--- ИСХОДНЫЙ ТЕКСТ ---
-*-*-

Великий русский поэт — о своем дебюте, отношении к критикам, блюстителям нравственности, о воспитании молодежи и уроках истории

«Русская планета» начинает цикл воображаемых интервью с писателями в Пушкинский день России — 6 июня 1799 года родился Александр Пушкин, солнце русской поэзии, наше все. Естественно, что первую беседу мы провели с Александром Сергеевичем. В ней использованы цитаты из записных книжек поэта, автобиографических заметок и писем.

— Александр Сергеевич, помните ли вы, кто и когда первым оценил ваш дар?

— Это было в 1815 году, на публичном экзамене в Лицее. Когда узнали мы, что Державин будет к нам, все мы взволновались. Дельвиг вышел на лестницу, чтоб дождаться его и поцеловать ему руку, руку, написавшую «Водопад». Державин приехал. Он вошел в сени, и Дельвиг услышал, как он спросил у швейцара: где, братец, здесь нужник? Этот прозаический вопрос разочаровал Дельвига, который отменил свое намерение и возвратился в залу. Дельвиг это рассказывал мне с удивительным простодушием и веселостию. Державин был очень стар. Он был в мундире и в плисовых сапогах. Экзамен наш очень его утомил. Он сидел, подперши голову рукою. Лицо его было бессмысленно, глаза мутны, губы отвислы: портрет его (где представлен он в колпаке и халате) очень похож. Он дремал до тех пор, пока не начался экзамен в русской словесности. Тут он оживился, глаза заблистали; он преобразился весь. Разумеется, читаны были его стихи, разбирались его стихи, поминутно хвалили его стихи. Он слушал с живостью необыкновенной. Наконец вызвали меня. Я прочел мои «Воспоминания в Царском Селе», стоя в двух шагах от Державина. Я не в силах описать состояния души моей: когда дошел я до стиха, где упоминаю имя Державина, голос мой отроческий зазвенел, а сердце забилось с упоительным восторгом…

Не помню, как я кончил свое чтение, не помню, куда убежал. Державин был в восхищении; он меня требовал, и хотел меня обнять… Меня искали, но не нашли…

— Что такое, по-вашему, вдохновение? Необходимо ли вам оно?

— Вдохновение есть расположение души к живейшему принятию впечатлений и соображению понятий, следственно, и объяснению оных. Вдохновение нужно в геометрии, как и в поэзии.

— Чего вы старались избегать в своем творчестве и к чему всегда стремились?

-*-*-

--- СОХРАНЁННЫЕ ДАННЫЕ ---
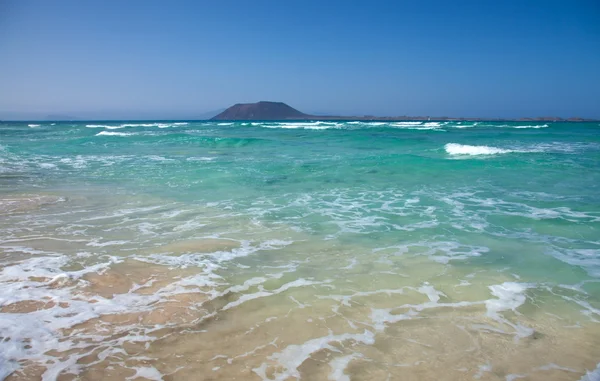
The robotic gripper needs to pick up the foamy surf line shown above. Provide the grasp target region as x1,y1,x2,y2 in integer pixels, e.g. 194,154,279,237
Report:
96,131,134,136
444,143,515,156
85,122,189,130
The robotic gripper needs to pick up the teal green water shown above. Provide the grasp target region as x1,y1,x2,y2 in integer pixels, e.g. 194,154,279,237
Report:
0,121,600,380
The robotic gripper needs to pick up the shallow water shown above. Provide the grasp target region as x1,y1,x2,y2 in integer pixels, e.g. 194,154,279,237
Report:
0,121,600,380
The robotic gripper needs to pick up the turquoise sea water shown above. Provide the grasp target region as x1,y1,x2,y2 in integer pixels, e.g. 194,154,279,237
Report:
0,121,600,380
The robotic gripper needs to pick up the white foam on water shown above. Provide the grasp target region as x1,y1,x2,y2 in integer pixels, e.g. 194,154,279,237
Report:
327,353,362,381
96,131,133,136
504,374,527,381
85,122,188,130
223,278,329,311
252,121,343,130
485,282,532,317
512,124,550,129
389,122,443,131
579,363,600,381
485,282,534,339
127,366,163,381
185,157,216,161
252,330,375,381
444,143,514,156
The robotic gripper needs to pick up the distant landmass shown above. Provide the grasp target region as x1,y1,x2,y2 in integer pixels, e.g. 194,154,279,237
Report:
210,101,594,122
211,101,314,120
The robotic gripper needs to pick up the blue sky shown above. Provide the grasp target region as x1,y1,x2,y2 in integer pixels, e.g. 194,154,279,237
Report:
0,0,600,118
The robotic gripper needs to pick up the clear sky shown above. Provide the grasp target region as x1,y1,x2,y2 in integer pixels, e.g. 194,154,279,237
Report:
0,0,600,118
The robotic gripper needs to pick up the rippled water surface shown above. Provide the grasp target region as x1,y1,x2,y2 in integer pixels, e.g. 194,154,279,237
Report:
0,121,600,380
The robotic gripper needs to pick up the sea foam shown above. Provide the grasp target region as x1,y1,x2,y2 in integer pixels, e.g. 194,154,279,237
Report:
444,143,514,156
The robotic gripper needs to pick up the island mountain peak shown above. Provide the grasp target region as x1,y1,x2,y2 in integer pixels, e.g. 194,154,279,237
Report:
212,101,310,120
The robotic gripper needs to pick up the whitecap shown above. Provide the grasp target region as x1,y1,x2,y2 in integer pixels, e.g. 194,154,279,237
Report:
579,363,600,381
444,143,514,156
96,131,133,136
513,124,550,128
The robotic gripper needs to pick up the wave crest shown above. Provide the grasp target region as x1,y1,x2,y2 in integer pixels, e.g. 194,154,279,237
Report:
444,143,514,156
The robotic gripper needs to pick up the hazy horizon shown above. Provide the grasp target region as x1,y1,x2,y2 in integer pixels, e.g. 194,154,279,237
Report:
0,0,600,120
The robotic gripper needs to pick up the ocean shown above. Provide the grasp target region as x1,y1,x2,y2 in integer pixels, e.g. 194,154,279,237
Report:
0,121,600,381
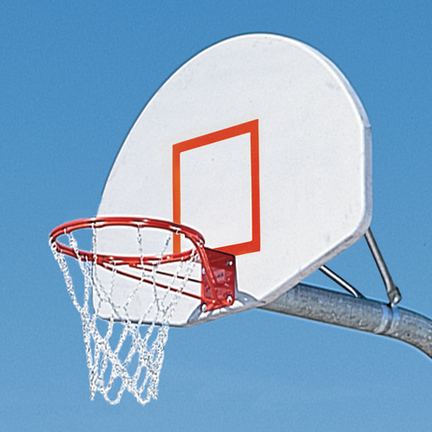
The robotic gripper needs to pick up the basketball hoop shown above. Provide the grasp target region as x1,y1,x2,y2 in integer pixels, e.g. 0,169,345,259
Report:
50,217,235,405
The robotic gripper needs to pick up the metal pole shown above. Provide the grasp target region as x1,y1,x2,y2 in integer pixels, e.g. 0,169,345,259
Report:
261,283,432,358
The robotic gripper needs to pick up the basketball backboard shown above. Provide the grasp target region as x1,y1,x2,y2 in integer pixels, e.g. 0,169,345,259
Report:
98,34,372,326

-*-*-

--- ЗАДАНИЕ ---
Перепишите слово в слово кусок воображаемого интервью с Пушкиным, приведённого выше: от «Не помню, как» до «и в поэзии.», включая оба этих места.

--- ПОЛНЫЙ ОТВЕТ ---
Не помню, как я кончил свое чтение, не помню, куда убежал. Державин был в восхищении; он меня требовал, и хотел меня обнять… Меня искали, но не нашли…

— Что такое, по-вашему, вдохновение? Необходимо ли вам оно?

— Вдохновение есть расположение души к живейшему принятию впечатлений и соображению понятий, следственно, и объяснению оных. Вдохновение нужно в геометрии, как и в поэзии.